Exercise description: Exact copies of all the lines below are needed, without the pictures.

Recorded data:

+++++

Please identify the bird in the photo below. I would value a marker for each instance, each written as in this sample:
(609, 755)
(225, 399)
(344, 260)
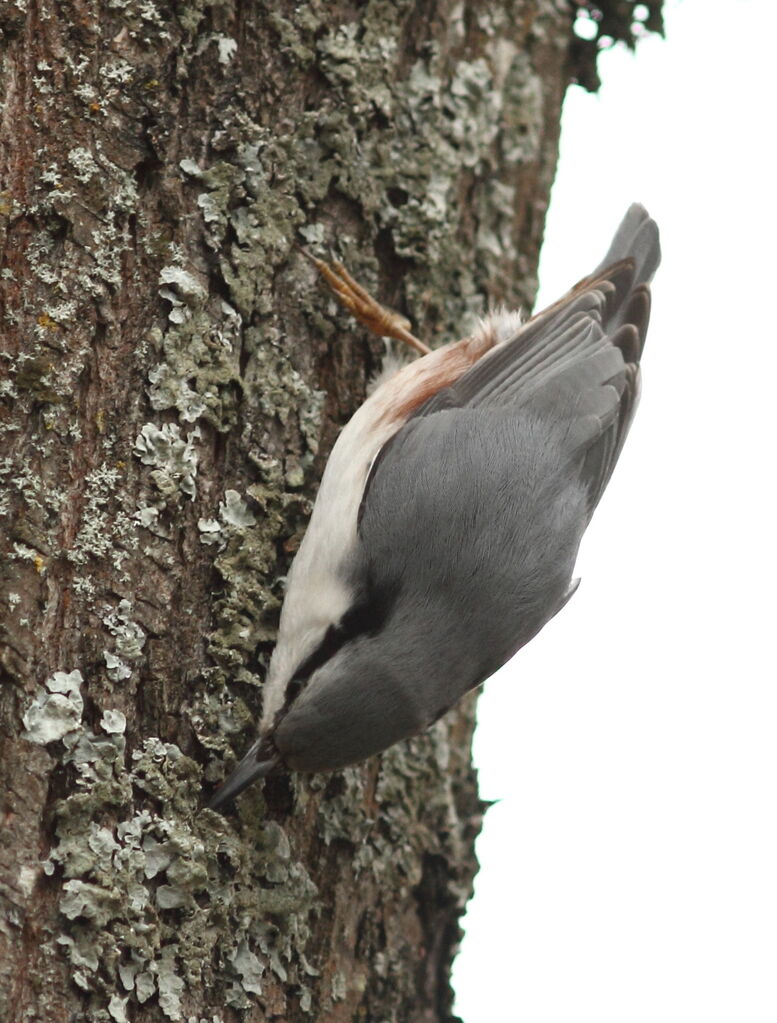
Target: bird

+++++

Finished exercise:
Please identify the bird in the photo below. I would value a marker for each instance, each written as in this sample:
(609, 755)
(225, 399)
(344, 260)
Target: bird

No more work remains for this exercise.